PROVIDED PASSAGE:
········

16.4In the event that the Customer incorporates or transforms the Goods (or any portion of them) into any other goods or products produced by the Customer (or a third party), then the Customer must hold a proportion of any payment ("relevant proportion") received by the Customer for such goods or products on trust for Urban Rituelle. The Customer expressly acknowledges that the relevant proportion shall be equal to the dollar value of the Goods incorporated or transformed and the Customer further acknowledges that any part payment (not exceeding the relevant proportion) received by the Customer for such goods or products is received as payment first of the relevant proportion.

16.5Urban Rituelle is irrevocably authorised to enter any premises where the Goods are kept, and to use the name of the Customer and to act on its behalf, if necessary, to recover possession of the Goods without liability for trespass or any resulting damage.

16.6The Seller may recover possession of any Goods in transit whether or not delivery has occurred.

16.7The Customer shall not change or grand any encumbrance over the Goods nor grant nor otherwise give away any interest in the Goods while they remain the property of the Seller.

········

SOURCE DATA:
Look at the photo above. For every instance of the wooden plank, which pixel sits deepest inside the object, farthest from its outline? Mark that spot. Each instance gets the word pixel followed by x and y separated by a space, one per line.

········

DIRECTIONS FOR THIS TASK: Can you transcribe the sale terms from "16.5Urban Rituelle is" up to and including "delivery has occurred.", word for word?

ANSWER:
16.5Urban Rituelle is irrevocably authorised to enter any premises where the Goods are kept, and to use the name of the Customer and to act on its behalf, if necessary, to recover possession of the Goods without liability for trespass or any resulting damage.

16.6The Seller may recover possession of any Goods in transit whether or not delivery has occurred.